DATASET ENTRIES:
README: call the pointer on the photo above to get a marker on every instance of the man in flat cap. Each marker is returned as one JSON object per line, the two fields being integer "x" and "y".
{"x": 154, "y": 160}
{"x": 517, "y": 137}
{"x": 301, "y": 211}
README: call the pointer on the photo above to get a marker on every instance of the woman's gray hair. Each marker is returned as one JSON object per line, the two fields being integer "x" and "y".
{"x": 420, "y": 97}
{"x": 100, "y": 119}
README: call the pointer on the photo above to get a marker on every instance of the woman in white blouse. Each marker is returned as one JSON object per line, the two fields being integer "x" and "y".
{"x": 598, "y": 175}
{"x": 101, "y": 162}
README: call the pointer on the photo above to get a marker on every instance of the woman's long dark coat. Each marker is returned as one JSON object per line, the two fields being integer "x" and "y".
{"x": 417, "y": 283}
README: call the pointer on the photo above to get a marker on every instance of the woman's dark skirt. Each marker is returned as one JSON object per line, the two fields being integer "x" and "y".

PROBLEM TO WORK ON: Could you write out the entries above again, switching each "pointer" to "locator" and leaving everything else unchanged?

ANSWER TO THE PROBLEM:
README: call the locator on the photo above to get a marker on every instance of the man in flat cap. Each marker is returned as one JSON object per line, the two fields being integer "x" and "y".
{"x": 154, "y": 160}
{"x": 517, "y": 137}
{"x": 301, "y": 211}
README: call the locator on the photo above to get a marker on every instance of the woman's gray hair. Each marker is returned as one JSON object per line, the two fields being integer "x" and "y".
{"x": 420, "y": 97}
{"x": 100, "y": 119}
README: call the locator on the photo above to get a marker on every instance of the woman in white blouse. Each marker is returned as one JSON object per line, the two fields being integer "x" and "y".
{"x": 598, "y": 175}
{"x": 101, "y": 162}
README: call the locator on the photo above to get a marker on every instance of the woman's long dark coat. Each marker is returned as one JSON object per line, the two fields being integer "x" and "y".
{"x": 417, "y": 283}
README: call the locator on the photo above to get a marker on every instance of the woman's dark skirt. Each marker is returned as one JSON object per line, the two fields being integer "x" and "y".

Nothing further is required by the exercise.